> _Excerto do documento_
#####

Se já ficou encavacada quando o seu filho resolveu perguntar, no meio do jantar de Natal da família, ‘ó mãe, o que é um orgasmo’ ou ‘se os meninos também têm o período como as meninas’, sabe que falar de sexo com crianças e adolescentes não é tarefa fácil.
Há muito que temas ligados à sexualidade, das diferenças entre meninos e meninas à contraceção, são abordados ao longo da escolaridade básica. Mas desde o ano letivo 2009/2010, a Lei 60/2009 vem estabelecer a obrigatoriedade do ensino de educação sexual nas escolas, a começar logo no primeiro ciclo e até ao fim do secundário e, sempre que possível, numa abordagem multidisciplinar. "A Educação Sexual (ES) faz parte de uma área mais vasta que é o Projeto de Educação para a Saúde, que tem quatro vertentes: sexualidade, educação para os consumos perigosos [álcool e drogas], violência e o corpo/alimentação", explica Duarte Vilar, diretor executivo da Associação para o Planeamento da Família.
O que vai ser ensinado
Célia Nobre é professora de Ciências Naturais e coordenadora do programa de Educação Sexual para o 1.º, 2.º e 3.º ciclos do ensino básico, numa escola de Quarteira, e explica-nos o que vai ser ensinado, por ciclos de ensino:
• "Para o primeiro ciclo, onde está articulada com a disciplina de Estudo do Meio, aconselham-se conteúdos como a noção do corpo e a sua harmonia com a Natureza, as diferenças entre rapazes e raparigas e noção de família. Faz-se também já uma abordagem à proteção do corpo e noção de limites, de modo a conseguirem dizer não a aproximações inapropriadas por parte de adultos – no final do 4.º ano já devem ter a noção e saberem que devem dar conhecimento disto à família ou professor.
• "No segundo ciclo fala-se do conceito de puberdade, nas transformações biológicas e emocionais, dos carateres sexuais secundários (que serão depois aprofundados no terceiro ciclo). Começam a abordar-se conceitos como sexualidade e género, diversidade e tolerância, valores.
• "No 3.º ciclo, recomenda-se que se continue a falar de valores, identidade de género, fala-se de afetos, maturidade emocional, capacidade de lidar com frustrações, faz-se uma primeira abordagem à dimensão ética da sexualidade. Aborda-se a prevenção do abuso físico e sexual, fala-se sobre comportamentos sexuais de risco, violência no namoro e sobre a capacidade de dizer não às pressões emocionais e sexuais. Há também uma primeira abordagem ao ciclo menstrual e às infeções sexualmente transmissíveis (IST), com algum relevo para o VIH/sida, e métodos de prevenção, que são dados mais a fundo no 9.º ano, em Ciências. Este é o ano em que se fala de maternidade, gravidez na adolescência e se abordam as taxas de interrupção voluntária da gravidez, mas também as sequelas que isso traz.

#####

> _Dados de entrada_
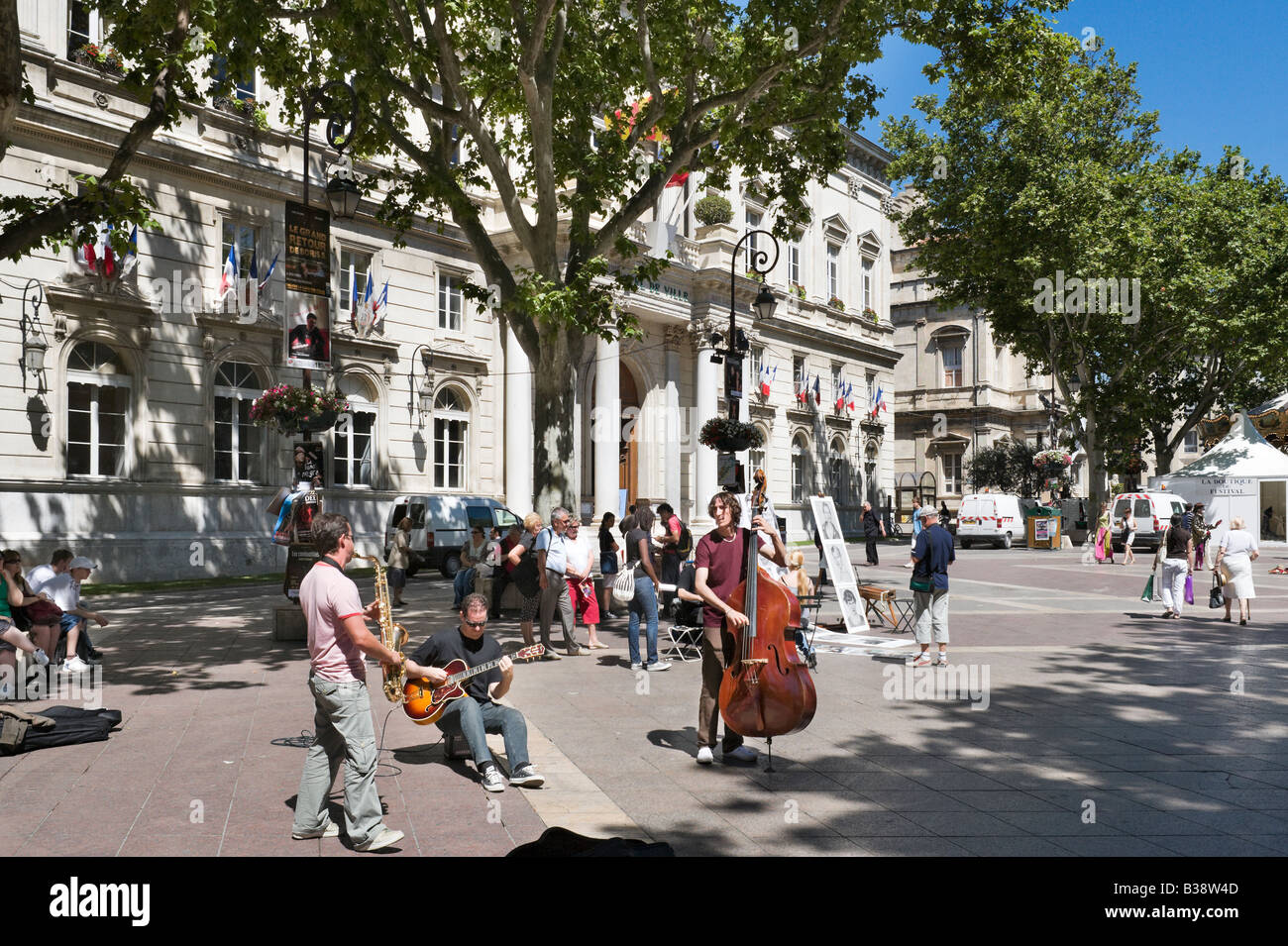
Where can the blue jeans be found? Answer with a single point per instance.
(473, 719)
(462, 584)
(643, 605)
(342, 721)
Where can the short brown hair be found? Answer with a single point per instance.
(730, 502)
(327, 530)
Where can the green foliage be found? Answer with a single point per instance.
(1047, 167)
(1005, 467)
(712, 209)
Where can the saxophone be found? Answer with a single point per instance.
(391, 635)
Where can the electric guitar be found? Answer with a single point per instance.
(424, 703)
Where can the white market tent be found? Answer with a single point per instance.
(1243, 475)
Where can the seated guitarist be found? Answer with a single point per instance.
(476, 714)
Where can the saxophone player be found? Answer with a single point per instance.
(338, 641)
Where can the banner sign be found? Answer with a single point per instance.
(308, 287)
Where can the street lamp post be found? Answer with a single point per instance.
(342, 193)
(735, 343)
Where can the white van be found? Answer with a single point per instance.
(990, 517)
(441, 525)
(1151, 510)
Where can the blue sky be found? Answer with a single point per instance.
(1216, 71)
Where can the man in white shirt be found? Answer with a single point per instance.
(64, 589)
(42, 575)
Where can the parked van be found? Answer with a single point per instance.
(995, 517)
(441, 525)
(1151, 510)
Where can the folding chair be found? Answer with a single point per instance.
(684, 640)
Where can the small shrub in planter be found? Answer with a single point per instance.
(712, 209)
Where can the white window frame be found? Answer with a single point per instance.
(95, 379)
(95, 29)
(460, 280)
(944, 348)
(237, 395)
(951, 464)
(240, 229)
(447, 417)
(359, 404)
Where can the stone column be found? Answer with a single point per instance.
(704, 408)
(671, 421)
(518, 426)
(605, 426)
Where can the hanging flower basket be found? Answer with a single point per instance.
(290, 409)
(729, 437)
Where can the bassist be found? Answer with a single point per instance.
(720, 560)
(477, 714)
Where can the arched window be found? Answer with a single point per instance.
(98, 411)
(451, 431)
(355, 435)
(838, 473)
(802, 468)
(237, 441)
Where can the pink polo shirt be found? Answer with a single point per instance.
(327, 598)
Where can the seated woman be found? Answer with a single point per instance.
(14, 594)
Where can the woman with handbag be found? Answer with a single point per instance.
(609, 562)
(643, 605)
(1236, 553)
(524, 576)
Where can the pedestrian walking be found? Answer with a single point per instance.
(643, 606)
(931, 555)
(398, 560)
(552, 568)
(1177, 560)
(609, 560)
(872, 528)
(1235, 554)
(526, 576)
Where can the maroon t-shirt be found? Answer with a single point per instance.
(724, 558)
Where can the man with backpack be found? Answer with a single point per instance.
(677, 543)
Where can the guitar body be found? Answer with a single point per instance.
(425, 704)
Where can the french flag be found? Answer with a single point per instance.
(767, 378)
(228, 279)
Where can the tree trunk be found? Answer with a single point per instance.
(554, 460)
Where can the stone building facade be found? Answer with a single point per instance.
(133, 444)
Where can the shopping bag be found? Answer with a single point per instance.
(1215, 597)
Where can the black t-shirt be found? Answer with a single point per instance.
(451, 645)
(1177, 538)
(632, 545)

#####

> _Requisitos do exercício_
a: Segundo o texto sobre educação sexual, desde que ano letivo é obrigatório o ensino de educação sexual nas escolas?
b: Nas entradas, da linha com "Where can the tree" até ao fim, substitua "point" por "coordinate" e reproduza essas linhas sem mais nenhuma alteração.

> _Respostas por tarefa_
a: Desde o ano letivo 2009/2010.

b:
Where can the tree trunk be found? Answer with a single coordinate per instance.
(554, 460)
Where can the stone building facade be found? Answer with a single coordinate per instance.
(133, 444)
Where can the shopping bag be found? Answer with a single coordinate per instance.
(1215, 597)
Where can the black t-shirt be found? Answer with a single coordinate per instance.
(451, 645)
(1177, 538)
(632, 545)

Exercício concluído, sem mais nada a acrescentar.